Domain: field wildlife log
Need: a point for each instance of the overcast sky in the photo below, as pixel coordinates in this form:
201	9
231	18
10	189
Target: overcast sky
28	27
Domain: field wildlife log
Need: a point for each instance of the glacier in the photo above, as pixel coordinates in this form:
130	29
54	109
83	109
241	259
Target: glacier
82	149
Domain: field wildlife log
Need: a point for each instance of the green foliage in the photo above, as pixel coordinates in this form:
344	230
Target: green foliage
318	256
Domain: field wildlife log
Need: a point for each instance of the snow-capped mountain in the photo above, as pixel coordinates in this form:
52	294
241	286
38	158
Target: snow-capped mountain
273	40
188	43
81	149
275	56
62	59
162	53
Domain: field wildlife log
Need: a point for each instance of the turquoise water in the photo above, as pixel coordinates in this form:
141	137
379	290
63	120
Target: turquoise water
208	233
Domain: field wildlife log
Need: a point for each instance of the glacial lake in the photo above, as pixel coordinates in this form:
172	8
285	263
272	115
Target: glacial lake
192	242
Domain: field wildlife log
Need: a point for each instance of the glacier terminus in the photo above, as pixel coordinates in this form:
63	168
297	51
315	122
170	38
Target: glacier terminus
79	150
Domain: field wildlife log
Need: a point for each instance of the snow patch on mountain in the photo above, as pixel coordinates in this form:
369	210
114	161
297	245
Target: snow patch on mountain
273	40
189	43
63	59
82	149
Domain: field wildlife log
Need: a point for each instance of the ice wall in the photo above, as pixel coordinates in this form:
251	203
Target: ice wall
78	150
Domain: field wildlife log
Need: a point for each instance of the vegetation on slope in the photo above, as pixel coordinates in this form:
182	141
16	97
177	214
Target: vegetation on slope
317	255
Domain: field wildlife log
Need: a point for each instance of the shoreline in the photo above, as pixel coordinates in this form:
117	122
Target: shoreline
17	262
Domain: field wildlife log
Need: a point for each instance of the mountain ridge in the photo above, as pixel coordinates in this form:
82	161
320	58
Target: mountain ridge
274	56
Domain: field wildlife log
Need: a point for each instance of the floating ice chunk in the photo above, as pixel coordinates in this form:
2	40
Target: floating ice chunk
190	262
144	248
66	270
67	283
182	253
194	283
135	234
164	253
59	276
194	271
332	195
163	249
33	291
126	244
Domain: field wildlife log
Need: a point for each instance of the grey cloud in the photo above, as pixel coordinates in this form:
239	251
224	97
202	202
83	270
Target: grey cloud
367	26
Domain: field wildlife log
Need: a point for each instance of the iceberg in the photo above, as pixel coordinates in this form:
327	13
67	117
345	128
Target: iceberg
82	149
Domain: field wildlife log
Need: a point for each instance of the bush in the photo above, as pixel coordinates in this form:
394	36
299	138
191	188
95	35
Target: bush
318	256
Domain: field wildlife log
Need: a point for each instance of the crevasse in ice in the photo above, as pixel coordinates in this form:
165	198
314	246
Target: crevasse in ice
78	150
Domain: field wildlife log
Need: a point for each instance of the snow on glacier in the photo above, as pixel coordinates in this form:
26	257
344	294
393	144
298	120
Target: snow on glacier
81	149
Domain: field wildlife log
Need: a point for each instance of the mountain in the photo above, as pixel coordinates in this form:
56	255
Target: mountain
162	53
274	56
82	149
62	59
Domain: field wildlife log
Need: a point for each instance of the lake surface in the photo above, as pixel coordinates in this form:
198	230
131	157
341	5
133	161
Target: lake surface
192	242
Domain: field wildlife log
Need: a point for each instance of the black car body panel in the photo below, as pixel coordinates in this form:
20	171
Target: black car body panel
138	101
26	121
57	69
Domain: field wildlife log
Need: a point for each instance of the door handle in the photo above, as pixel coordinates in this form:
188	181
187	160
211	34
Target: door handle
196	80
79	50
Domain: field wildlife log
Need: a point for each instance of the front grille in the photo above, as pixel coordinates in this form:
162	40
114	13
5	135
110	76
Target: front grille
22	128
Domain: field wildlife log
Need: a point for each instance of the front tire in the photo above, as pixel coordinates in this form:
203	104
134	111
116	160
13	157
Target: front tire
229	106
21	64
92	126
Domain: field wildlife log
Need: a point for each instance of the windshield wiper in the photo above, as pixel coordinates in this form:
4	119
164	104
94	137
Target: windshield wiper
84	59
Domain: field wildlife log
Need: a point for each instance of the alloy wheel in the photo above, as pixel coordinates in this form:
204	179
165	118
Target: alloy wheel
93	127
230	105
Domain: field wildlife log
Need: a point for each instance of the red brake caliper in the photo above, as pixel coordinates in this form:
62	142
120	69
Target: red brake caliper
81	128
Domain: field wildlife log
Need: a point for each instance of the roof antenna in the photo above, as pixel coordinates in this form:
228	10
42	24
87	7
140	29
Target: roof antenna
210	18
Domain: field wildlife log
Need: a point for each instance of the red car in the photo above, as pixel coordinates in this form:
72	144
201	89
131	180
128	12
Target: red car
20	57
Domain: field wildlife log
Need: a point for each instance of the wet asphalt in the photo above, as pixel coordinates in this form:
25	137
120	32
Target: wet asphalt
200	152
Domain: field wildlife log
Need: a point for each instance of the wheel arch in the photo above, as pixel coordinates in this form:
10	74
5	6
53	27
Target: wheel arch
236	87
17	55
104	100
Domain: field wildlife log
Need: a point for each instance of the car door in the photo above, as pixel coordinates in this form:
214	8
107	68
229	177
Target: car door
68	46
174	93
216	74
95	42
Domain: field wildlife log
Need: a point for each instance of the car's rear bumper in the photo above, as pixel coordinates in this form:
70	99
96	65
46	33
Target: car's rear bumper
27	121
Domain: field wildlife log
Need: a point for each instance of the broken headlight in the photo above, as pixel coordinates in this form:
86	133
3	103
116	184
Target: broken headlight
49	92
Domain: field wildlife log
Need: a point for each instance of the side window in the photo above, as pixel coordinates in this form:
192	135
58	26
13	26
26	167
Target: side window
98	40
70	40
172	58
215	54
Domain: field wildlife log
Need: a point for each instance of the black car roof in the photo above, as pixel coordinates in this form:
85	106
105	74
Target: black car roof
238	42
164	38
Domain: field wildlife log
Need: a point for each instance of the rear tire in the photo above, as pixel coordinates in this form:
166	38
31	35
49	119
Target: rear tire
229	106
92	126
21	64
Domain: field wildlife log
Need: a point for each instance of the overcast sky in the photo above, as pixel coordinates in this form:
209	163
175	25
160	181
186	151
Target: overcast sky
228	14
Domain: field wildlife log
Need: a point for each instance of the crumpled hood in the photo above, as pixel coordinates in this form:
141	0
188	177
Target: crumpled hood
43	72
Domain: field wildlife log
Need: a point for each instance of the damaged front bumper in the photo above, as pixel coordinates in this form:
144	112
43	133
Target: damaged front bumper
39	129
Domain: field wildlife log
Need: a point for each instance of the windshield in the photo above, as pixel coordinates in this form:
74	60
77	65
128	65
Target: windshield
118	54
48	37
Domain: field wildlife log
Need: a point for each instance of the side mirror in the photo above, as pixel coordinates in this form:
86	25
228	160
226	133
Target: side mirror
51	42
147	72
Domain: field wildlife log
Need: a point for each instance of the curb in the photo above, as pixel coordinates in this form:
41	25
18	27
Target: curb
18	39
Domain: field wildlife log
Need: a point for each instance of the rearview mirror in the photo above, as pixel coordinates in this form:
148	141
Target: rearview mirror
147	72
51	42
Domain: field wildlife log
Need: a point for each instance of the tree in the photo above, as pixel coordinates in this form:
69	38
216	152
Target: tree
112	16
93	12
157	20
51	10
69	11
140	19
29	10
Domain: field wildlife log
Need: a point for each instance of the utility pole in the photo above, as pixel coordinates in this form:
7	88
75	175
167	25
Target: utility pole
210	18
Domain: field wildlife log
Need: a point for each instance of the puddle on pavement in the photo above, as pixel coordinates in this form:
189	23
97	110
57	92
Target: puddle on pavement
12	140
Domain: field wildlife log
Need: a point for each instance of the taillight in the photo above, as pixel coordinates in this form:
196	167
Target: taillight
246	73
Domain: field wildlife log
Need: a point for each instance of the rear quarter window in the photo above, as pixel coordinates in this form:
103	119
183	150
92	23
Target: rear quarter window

++++++

Exercise task →
Pull out every line above that contains the word "floating".

Answer to this problem →
Need: a point for each instance of the floating ice chunk in the photo above, as pixel coordinates in this form:
Target: floating ice chunk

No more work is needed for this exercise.